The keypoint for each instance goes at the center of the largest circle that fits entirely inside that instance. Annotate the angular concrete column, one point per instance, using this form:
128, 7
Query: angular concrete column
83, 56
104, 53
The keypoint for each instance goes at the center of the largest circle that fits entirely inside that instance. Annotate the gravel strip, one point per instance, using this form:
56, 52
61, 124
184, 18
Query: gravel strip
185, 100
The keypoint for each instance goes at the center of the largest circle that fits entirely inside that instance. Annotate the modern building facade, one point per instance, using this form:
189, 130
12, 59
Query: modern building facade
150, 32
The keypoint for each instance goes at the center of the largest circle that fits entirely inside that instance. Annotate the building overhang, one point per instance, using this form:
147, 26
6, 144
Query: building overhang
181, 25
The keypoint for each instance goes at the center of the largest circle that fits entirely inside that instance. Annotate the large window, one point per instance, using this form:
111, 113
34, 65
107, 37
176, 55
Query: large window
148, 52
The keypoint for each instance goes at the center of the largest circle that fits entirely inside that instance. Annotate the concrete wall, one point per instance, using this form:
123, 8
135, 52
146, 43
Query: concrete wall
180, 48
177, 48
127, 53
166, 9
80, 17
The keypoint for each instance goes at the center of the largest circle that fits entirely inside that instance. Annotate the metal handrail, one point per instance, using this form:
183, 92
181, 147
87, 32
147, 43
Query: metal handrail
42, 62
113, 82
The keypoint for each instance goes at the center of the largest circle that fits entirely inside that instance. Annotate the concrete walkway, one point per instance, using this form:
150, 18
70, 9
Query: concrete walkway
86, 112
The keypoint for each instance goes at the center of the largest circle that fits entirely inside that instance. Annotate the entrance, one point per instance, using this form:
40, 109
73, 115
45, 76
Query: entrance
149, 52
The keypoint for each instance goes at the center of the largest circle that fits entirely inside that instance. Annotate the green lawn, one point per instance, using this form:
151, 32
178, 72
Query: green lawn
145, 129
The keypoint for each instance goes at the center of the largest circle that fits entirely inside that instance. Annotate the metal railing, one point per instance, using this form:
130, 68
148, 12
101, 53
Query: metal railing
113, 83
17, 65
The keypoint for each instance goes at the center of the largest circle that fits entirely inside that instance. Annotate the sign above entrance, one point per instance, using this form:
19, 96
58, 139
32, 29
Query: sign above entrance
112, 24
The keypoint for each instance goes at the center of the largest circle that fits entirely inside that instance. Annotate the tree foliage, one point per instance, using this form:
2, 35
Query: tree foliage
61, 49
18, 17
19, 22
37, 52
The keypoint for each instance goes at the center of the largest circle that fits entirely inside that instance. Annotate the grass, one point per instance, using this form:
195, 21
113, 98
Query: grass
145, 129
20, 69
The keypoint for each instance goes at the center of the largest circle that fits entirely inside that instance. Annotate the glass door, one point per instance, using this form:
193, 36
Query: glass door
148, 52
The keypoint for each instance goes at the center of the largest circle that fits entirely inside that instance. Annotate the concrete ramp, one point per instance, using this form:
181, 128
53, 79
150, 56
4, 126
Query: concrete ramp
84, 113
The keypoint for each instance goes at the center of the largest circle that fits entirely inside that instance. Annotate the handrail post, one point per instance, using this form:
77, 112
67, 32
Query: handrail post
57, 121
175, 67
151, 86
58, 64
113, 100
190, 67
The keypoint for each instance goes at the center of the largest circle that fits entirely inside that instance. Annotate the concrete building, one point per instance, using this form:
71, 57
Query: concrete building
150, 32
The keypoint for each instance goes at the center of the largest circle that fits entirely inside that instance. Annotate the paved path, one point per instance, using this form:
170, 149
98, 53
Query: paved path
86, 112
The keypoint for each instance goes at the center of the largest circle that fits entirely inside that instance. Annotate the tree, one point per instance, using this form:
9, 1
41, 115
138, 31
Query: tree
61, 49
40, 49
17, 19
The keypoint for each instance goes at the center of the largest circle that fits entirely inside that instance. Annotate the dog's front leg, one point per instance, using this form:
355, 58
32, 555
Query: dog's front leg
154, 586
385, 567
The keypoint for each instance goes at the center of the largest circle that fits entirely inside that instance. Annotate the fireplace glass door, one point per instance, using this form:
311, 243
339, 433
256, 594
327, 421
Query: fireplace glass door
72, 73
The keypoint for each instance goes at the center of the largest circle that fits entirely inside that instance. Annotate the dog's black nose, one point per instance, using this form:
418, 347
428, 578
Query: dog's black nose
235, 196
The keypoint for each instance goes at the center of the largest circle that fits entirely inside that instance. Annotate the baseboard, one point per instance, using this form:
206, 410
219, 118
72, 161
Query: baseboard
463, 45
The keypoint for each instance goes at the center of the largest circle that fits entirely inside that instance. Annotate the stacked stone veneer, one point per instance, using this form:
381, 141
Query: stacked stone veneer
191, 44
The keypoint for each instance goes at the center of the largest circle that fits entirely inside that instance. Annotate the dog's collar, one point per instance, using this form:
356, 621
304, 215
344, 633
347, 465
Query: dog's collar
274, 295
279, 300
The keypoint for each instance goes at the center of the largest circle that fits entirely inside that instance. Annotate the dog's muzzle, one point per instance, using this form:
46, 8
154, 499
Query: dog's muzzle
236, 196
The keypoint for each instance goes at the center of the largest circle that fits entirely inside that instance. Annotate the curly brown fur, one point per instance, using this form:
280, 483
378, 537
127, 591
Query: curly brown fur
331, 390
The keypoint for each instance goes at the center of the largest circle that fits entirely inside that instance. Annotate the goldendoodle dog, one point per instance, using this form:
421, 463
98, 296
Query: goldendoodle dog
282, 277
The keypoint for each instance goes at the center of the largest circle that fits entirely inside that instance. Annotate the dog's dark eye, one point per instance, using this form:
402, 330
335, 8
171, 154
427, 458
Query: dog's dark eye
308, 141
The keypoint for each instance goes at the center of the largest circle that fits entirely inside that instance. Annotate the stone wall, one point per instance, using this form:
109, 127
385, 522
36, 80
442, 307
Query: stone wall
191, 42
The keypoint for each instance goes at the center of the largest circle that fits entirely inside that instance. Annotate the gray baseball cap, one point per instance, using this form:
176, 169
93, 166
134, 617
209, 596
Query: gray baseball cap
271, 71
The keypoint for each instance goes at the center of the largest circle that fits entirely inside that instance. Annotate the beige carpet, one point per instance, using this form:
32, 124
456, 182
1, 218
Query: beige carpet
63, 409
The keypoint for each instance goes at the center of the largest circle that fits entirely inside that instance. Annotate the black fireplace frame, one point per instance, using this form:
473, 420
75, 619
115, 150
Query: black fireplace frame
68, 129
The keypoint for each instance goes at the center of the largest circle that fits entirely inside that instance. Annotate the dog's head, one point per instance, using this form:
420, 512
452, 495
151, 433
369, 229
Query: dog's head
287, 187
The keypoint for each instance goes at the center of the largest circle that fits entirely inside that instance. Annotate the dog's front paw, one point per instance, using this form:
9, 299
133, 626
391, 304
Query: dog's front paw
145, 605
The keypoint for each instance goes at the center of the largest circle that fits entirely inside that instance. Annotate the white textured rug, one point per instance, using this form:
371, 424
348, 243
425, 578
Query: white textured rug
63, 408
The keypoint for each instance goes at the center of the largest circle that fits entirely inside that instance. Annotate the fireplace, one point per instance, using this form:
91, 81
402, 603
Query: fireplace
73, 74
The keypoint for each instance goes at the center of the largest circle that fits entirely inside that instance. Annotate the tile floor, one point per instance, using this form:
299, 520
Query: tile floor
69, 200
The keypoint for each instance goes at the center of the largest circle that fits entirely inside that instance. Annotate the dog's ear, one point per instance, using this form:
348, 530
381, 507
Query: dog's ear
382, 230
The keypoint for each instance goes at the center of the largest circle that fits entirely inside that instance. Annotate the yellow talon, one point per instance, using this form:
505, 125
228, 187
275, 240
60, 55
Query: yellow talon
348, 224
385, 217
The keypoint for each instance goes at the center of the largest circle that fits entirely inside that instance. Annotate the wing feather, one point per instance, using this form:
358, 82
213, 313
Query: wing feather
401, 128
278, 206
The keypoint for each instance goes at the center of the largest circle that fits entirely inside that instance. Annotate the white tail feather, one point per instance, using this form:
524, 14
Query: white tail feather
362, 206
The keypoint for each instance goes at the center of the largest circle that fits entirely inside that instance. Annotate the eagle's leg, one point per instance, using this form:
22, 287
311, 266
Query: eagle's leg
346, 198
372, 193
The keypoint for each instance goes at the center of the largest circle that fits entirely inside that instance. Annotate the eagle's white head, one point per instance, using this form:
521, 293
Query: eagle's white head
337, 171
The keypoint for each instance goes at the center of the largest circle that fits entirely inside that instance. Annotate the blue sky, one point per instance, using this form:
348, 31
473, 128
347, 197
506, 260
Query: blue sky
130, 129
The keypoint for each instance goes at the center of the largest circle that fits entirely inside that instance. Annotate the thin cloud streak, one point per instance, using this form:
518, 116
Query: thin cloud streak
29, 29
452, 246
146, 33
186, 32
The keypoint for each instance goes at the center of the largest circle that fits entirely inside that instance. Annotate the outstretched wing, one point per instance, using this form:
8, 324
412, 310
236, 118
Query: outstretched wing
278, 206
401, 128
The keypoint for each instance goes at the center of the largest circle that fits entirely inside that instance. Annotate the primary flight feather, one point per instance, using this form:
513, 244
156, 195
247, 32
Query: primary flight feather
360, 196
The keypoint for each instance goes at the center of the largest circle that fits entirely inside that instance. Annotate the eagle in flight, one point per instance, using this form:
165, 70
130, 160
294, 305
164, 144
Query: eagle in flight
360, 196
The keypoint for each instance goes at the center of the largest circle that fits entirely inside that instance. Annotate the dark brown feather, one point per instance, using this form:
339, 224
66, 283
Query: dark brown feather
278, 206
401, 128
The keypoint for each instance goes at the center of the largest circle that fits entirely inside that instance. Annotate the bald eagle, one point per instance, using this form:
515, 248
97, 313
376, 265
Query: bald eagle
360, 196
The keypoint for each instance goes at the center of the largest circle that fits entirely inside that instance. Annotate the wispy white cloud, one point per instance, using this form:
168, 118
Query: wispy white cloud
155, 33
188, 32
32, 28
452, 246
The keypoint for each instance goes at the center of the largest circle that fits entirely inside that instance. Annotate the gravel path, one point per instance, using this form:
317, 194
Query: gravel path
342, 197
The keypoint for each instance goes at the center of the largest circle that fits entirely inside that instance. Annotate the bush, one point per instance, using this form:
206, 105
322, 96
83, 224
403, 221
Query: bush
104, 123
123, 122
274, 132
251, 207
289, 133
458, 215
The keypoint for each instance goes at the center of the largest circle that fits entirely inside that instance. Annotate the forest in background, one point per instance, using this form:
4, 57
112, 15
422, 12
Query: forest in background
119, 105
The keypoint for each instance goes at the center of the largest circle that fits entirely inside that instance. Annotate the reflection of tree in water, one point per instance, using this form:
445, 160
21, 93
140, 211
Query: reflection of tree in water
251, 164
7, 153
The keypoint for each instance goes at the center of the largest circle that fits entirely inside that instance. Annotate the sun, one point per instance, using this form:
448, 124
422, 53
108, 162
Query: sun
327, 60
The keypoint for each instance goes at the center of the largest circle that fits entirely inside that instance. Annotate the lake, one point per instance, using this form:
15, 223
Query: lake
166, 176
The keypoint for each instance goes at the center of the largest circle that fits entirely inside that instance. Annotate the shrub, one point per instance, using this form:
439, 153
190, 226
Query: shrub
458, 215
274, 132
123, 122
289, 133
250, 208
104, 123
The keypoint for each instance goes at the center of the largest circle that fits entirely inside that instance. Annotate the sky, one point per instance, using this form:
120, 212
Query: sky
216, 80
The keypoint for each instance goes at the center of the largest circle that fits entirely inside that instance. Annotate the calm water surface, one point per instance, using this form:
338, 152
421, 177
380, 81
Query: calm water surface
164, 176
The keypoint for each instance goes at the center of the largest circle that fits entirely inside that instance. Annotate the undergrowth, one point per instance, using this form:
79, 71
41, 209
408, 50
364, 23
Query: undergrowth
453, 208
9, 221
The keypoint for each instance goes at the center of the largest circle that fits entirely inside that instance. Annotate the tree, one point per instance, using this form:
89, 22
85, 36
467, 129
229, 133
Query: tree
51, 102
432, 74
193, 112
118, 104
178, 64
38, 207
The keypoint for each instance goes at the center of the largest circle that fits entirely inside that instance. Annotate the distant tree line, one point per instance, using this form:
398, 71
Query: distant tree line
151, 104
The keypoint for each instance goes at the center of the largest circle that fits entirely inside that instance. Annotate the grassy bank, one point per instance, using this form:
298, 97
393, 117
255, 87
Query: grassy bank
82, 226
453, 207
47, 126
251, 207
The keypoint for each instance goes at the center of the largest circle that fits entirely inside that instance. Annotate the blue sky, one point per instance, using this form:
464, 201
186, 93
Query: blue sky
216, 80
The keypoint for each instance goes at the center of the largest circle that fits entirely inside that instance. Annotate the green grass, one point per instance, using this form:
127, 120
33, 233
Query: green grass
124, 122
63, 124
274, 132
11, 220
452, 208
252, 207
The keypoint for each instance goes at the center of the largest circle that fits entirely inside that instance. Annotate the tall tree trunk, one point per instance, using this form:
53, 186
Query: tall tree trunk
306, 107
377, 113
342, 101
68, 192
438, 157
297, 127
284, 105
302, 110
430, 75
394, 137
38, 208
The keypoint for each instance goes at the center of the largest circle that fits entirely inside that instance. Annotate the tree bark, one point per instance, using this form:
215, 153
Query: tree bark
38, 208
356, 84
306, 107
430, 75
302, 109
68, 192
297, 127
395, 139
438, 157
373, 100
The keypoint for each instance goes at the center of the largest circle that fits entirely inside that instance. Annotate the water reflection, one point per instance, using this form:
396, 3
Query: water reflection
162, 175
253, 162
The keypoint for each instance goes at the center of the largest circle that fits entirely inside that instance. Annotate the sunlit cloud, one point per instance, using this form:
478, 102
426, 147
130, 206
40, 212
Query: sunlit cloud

****************************************

* _To do_
Within the entries above, find the string "sunlit" and return each line that holds it.

* _Expected answer_
The keypoint for each instance goes at the center of the largest circle that fits entirely inside that instance. Annotate the sunlit cloud, one point per instance, using this form:
Query: sunlit cloud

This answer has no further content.